___ Given data ___

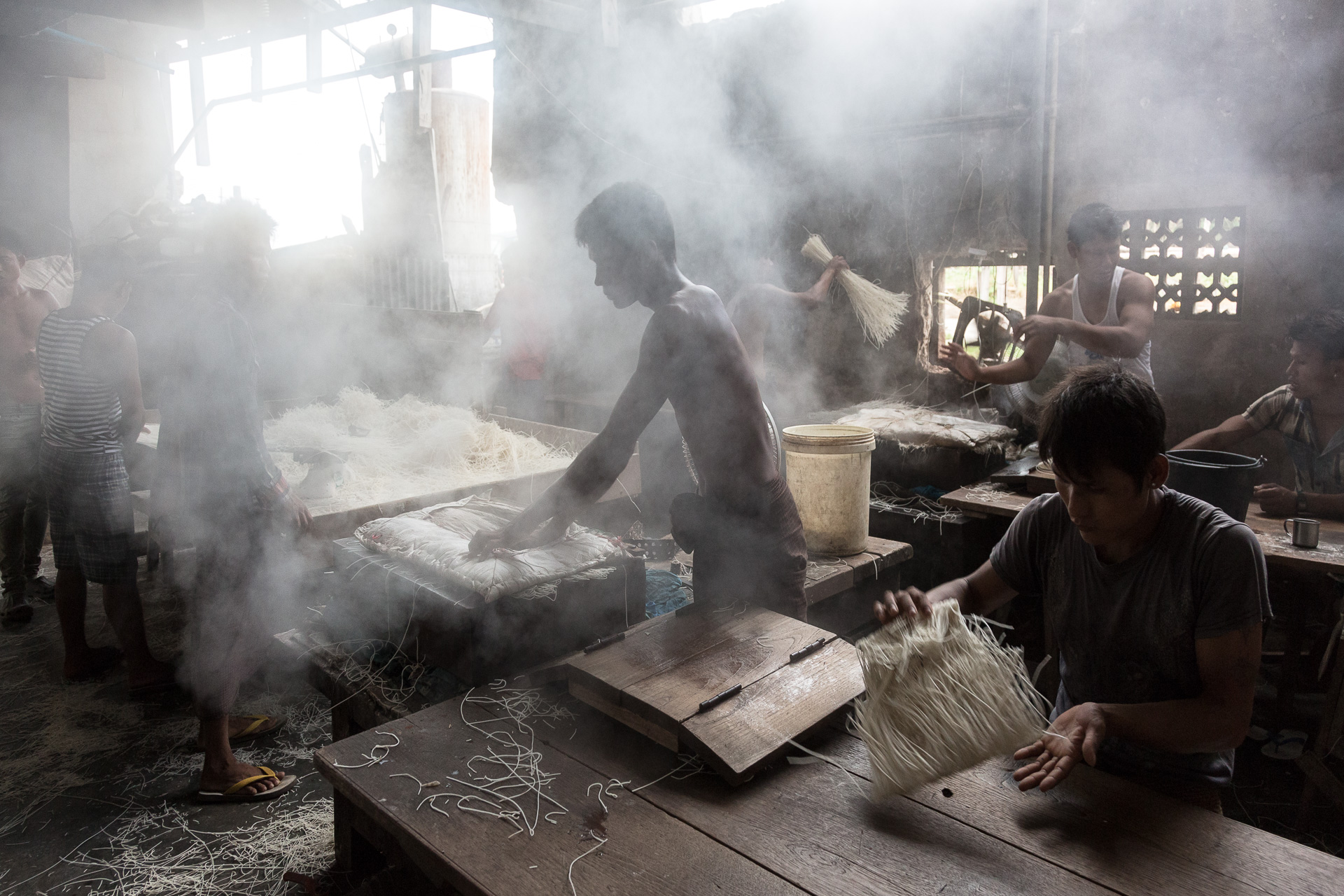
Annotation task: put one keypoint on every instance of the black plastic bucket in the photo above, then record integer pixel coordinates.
(1222, 479)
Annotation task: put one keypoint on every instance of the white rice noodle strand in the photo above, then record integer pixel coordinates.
(941, 695)
(878, 309)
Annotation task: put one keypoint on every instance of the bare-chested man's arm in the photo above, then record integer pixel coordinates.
(752, 308)
(1133, 305)
(598, 465)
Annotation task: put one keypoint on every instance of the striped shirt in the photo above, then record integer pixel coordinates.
(81, 413)
(1320, 468)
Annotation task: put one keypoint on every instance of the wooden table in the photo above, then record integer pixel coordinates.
(840, 590)
(793, 830)
(993, 498)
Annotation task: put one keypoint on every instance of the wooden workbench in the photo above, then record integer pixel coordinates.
(840, 590)
(793, 830)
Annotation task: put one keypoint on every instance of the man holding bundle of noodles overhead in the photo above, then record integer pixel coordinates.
(742, 528)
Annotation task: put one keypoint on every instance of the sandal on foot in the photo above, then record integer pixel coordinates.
(235, 796)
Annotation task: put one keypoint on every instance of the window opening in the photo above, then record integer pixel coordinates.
(996, 281)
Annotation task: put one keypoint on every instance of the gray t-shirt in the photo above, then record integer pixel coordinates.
(1126, 630)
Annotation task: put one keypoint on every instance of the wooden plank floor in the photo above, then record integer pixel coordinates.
(647, 850)
(1101, 830)
(808, 828)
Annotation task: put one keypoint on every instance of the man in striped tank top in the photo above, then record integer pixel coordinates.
(23, 511)
(232, 501)
(90, 374)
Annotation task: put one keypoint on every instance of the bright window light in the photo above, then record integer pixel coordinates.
(298, 152)
(720, 10)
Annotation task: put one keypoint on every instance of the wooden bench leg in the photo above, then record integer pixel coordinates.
(355, 856)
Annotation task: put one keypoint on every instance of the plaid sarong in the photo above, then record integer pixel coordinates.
(92, 519)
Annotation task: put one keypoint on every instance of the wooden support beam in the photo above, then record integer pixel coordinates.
(175, 14)
(289, 29)
(255, 73)
(20, 19)
(610, 23)
(50, 58)
(201, 133)
(549, 14)
(540, 13)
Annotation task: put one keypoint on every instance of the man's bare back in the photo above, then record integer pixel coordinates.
(22, 312)
(707, 377)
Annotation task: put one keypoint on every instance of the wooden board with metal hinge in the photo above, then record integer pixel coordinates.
(734, 684)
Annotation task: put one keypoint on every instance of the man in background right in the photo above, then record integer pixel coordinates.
(1308, 413)
(1105, 314)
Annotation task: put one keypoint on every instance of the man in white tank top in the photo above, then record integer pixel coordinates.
(1104, 314)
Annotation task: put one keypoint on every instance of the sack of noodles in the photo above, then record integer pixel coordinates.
(941, 695)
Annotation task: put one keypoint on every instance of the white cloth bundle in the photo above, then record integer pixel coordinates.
(437, 538)
(941, 695)
(52, 273)
(923, 428)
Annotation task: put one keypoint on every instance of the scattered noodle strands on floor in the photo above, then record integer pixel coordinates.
(879, 311)
(511, 780)
(941, 695)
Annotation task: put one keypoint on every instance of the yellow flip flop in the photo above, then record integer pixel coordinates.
(258, 727)
(234, 793)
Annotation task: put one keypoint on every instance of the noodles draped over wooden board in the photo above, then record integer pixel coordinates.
(941, 695)
(879, 311)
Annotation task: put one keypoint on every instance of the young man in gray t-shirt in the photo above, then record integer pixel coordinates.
(1156, 598)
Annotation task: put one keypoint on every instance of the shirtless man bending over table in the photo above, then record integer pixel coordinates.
(743, 528)
(23, 511)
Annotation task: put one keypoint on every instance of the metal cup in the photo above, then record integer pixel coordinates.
(1306, 533)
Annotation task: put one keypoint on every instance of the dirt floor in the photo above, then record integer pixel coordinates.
(96, 789)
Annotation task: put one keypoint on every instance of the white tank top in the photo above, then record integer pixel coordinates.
(1079, 356)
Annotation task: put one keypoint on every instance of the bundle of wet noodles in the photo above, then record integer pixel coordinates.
(941, 695)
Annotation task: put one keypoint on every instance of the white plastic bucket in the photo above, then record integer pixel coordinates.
(828, 469)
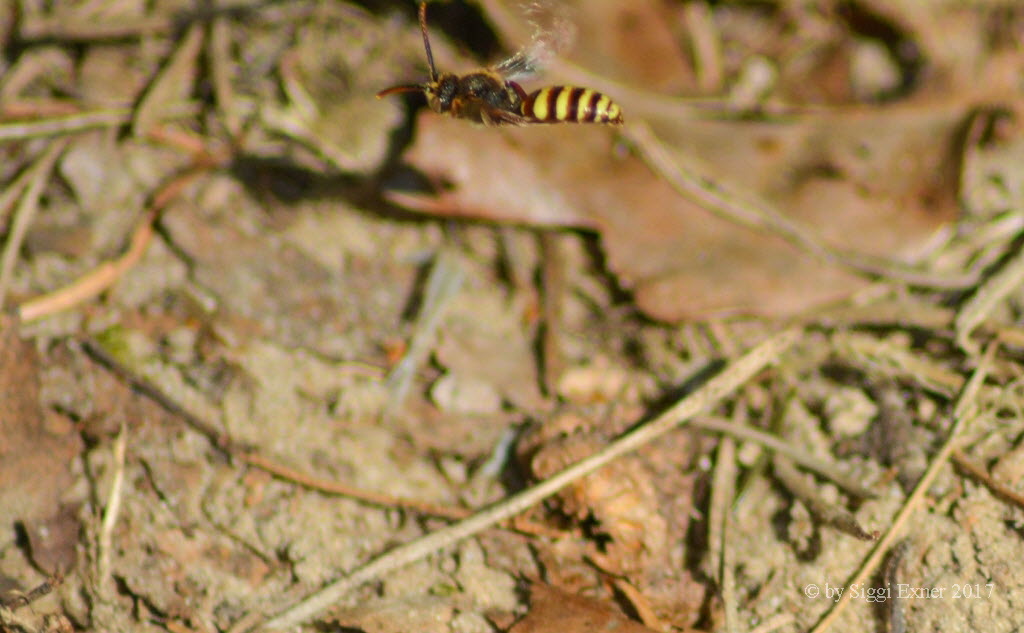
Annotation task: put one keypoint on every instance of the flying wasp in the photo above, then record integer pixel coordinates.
(488, 96)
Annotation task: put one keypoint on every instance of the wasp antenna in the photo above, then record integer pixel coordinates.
(426, 41)
(397, 89)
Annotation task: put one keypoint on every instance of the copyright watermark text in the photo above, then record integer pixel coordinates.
(898, 591)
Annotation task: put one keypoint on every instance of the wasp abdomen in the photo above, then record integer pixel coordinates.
(570, 104)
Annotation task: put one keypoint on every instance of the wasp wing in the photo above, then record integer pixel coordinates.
(553, 31)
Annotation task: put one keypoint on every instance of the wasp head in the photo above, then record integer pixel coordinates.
(441, 92)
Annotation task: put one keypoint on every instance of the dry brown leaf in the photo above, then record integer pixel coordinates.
(553, 610)
(35, 456)
(680, 260)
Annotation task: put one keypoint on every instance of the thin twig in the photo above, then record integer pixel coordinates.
(62, 126)
(442, 286)
(828, 469)
(102, 277)
(25, 214)
(990, 294)
(897, 606)
(977, 471)
(827, 513)
(736, 374)
(723, 495)
(965, 411)
(747, 211)
(111, 513)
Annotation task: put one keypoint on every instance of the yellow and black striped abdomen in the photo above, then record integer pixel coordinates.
(570, 104)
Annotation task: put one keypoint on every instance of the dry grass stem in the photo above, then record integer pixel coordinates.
(735, 375)
(965, 411)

___

Reproduce every one of the records above verbatim, omitting the pictures from your output.

▶ _Output_:
Annotation task: put one keypoint on every instance of the black plastic bucket in the photo above, then record integer pixel coordinates.
(1222, 479)
Annotation task: put one keypoint on every instance of the white rice noodle strand in the photo above, then record integer pixel coordinates.
(941, 695)
(878, 309)
Annotation task: put one keypoint on every instance of the bare-chested man's arm in the photo above, then record integer pixel coordinates.
(752, 308)
(1133, 305)
(598, 465)
Annotation task: put one keypoint on every instance of the striped shirt in the photo above, then record integer pixel coordinates.
(81, 413)
(1320, 468)
Annotation task: put one keypoint on every instance of the wooden table in the photo above, then record integer pixel coordinates.
(840, 590)
(793, 830)
(993, 498)
Annotation task: put one keypoint on every instance of the wooden workbench in the photo above, then record integer pixel coordinates.
(840, 590)
(793, 830)
Annotation task: put one keypoint on every instance of the man holding bundle of noodles overhead in the photo above, then record integer pixel coordinates.
(742, 528)
Annotation task: put one keypoint on every instance of the sandal on foot in the photo above, then record integer pixel coordinates.
(235, 796)
Annotation task: put one keypoint on every instance of the window opening in the photo above, then record integer pixel coordinates.
(996, 281)
Annotation task: put one keypoint on every instance of the gray t-shirt in the photo above, then record integer pixel coordinates.
(1126, 630)
Annotation task: put one keypoint on every instance of the wooden plank floor in the photo above, then record integer pixel coordinates.
(647, 850)
(1101, 830)
(808, 828)
Annotation task: put one keypoint on every instance of the man in striped tank top in the photo above, then record integer pixel coordinates.
(23, 511)
(232, 501)
(90, 374)
Annotation task: put one keypoint on every instance of the bright window light in the photo above, then record integer pixel coordinates.
(298, 152)
(720, 10)
Annotation task: put one keypoint on every instance of the wooden bench leg in the photo above, then record integer pixel coordinates.
(355, 856)
Annotation task: put one keypoint on every instance of the plaid sarong in the photo above, then record integer pixel coordinates.
(92, 519)
Annotation task: put one keypoint on every instance of the wooden support beam in the photo above, then record integer pixel coordinates.
(175, 14)
(289, 29)
(255, 73)
(20, 19)
(610, 23)
(50, 58)
(201, 133)
(549, 14)
(540, 13)
Annotation task: put one keypoint on every instance of the man's bare back in the photo above, then record integer pixel coordinates.
(22, 312)
(707, 377)
Annotation task: put one keypoint on every instance of the wooden board with metal hinge in the photo above, then record integer pixel coordinates.
(734, 684)
Annotation task: put one keypoint on every instance of the man in background right in the photo above, then record integer pixel coordinates.
(1308, 413)
(1105, 314)
Annotation task: put one keypoint on every instance of the man in white tank top in the photo above, then record integer pixel coordinates.
(1104, 314)
Annotation task: put one keypoint on every instance of the sack of noodles in the photo above, then record integer pixel coordinates.
(941, 695)
Annotation task: put one keypoint on every instance of the white cloth bundle in the photo above, then record integer pixel coordinates.
(437, 538)
(941, 695)
(52, 273)
(923, 428)
Annotation task: put one keypoint on every instance of the scattered noodle strands on floor in the photo above, then record integer pixel coordinates.
(879, 311)
(511, 780)
(941, 695)
Annotation task: put one keypoint on every instance of the yellow flip flop in the photo above, then record integer pixel coordinates.
(258, 727)
(234, 793)
Annotation task: put one keypoint on every instance of the noodles draped over wooden board in the photo above, then record integer pixel coordinates.
(941, 695)
(879, 311)
Annotation task: put one keypoint on every instance of the young man in gray t-shirt in the photo above, then record integer pixel coordinates.
(1156, 598)
Annotation task: put one keypoint on every instance of the shirtless man bending over table in the photo above, then record integer pixel coordinates.
(743, 528)
(23, 511)
Annotation task: put one keypoint on every instance of the metal cup in the photo above, then record integer pixel coordinates.
(1306, 533)
Annotation task: put one keypoint on every instance of the dirt floor in the photo above, then record integer pixel coordinates.
(96, 789)
Annotation task: put one keypoint on every instance of the white tank top in the photo above, then record integer pixel coordinates.
(1079, 356)
Annotation task: put one keypoint on every instance of the bundle of wet noodles in the photo above, then record integer pixel coordinates.
(941, 695)
Annotation task: put one keypoint on every instance of the white plastic bucket in the photo above, then record integer pixel coordinates.
(828, 469)
Annotation task: put one keypoint on every instance of the flying wasp in the photo above, then record integer pixel coordinates.
(488, 96)
Annotation task: put one keypoint on every instance of the wasp antenna in the photo above, then record integer pixel coordinates.
(426, 41)
(397, 89)
Annotation task: put one keypoint on every instance of the copyright watermark text in the photo above, then record integer pixel coordinates.
(898, 591)
Annotation task: put one keypoint on every instance of the wasp abdomen in the photo above, then record integer pixel coordinates.
(570, 104)
Annotation task: put one keypoint on every instance of the wasp wing in the photo above, then record integer pixel coordinates.
(553, 31)
Annotation task: put one keypoint on every instance of the wasp head in the photo above, then record integer pixel coordinates.
(441, 92)
Annotation task: put one keypoint on every instance of the dry brown leaf in the photo above, then record integer pixel coordinates.
(553, 610)
(35, 456)
(680, 260)
Annotation task: put one keypoint on every instance of the thin twig in the photo above, then record integer pixel coordinates.
(62, 126)
(442, 286)
(828, 469)
(102, 277)
(25, 214)
(990, 294)
(897, 606)
(977, 471)
(827, 513)
(736, 374)
(723, 495)
(965, 411)
(747, 211)
(111, 513)
Annotation task: put one keypoint on every instance of the yellow and black striped abdomen in the photo above, then record integer pixel coordinates.
(570, 104)
Annotation task: put one keypoint on every instance of the dry grass stem in the photo above, then record integer pixel coordinates.
(735, 375)
(965, 411)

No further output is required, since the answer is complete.